→ **Do this**
Could you pull out every line in the rows below that contains the string "part"?

→ **Provided information**
········

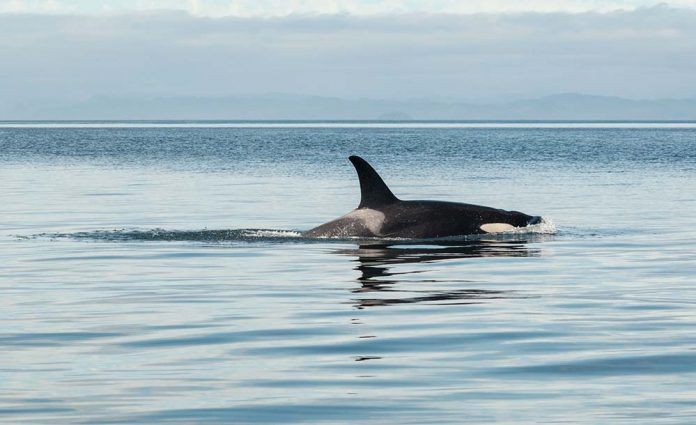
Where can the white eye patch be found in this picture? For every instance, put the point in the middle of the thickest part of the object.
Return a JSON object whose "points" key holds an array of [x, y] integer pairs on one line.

········

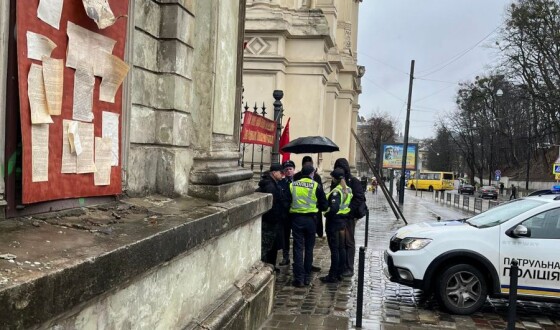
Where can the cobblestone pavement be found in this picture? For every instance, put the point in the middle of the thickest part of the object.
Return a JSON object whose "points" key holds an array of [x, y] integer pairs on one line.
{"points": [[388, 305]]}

········

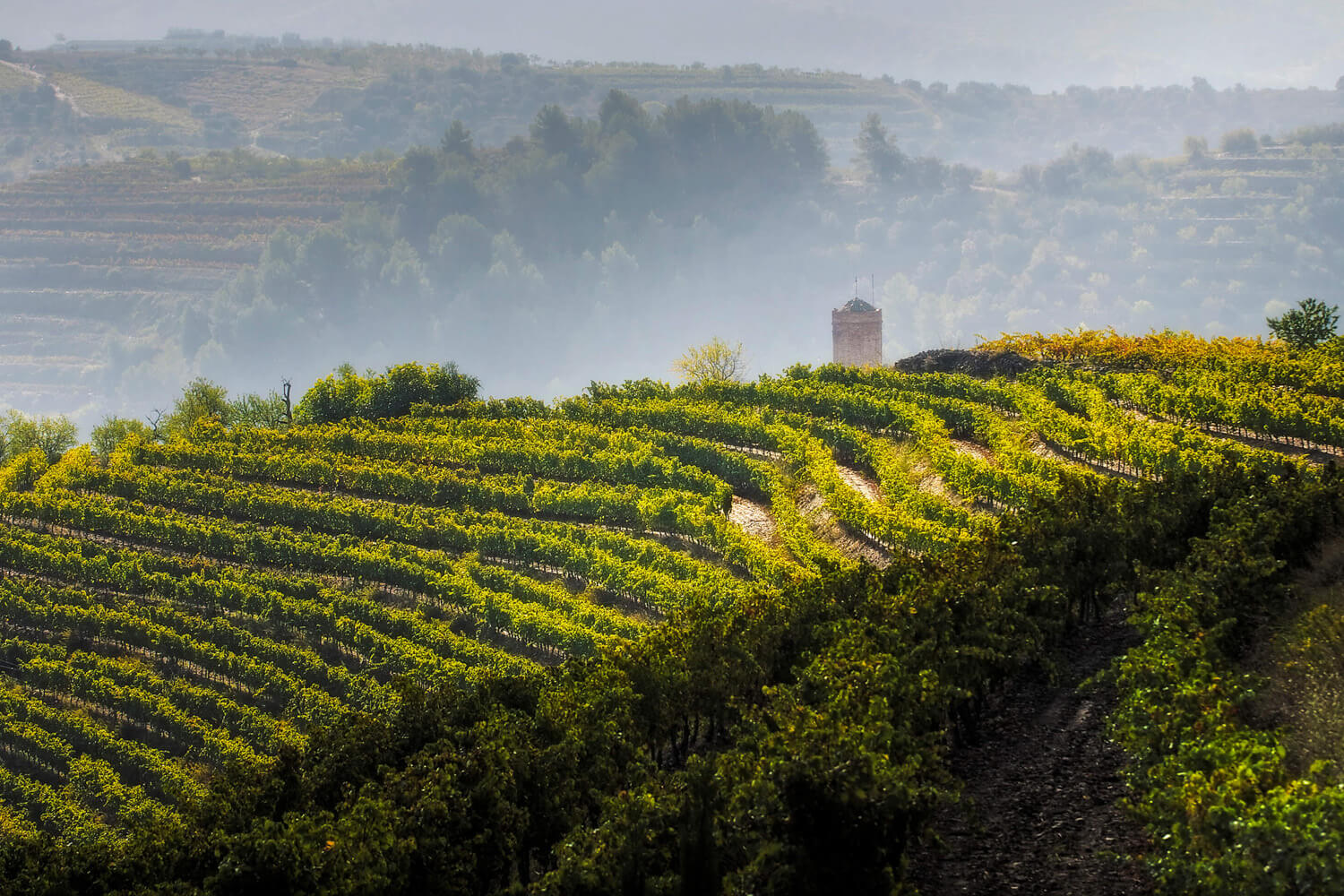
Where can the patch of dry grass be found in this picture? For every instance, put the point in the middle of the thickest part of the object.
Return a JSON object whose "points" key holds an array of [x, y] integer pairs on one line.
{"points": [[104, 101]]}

········

→ **The result**
Where can the white eye patch be found in this picture? For every instance, put the point in the middle of the thickest part of the object.
Where can the cobblestone pavement be found in this picture? For every instance, put the point in the middle of the thickest part of the object.
Where can the patch of dry grass be found in this picture? For every instance, put the point in the middle of the thickest part of the object.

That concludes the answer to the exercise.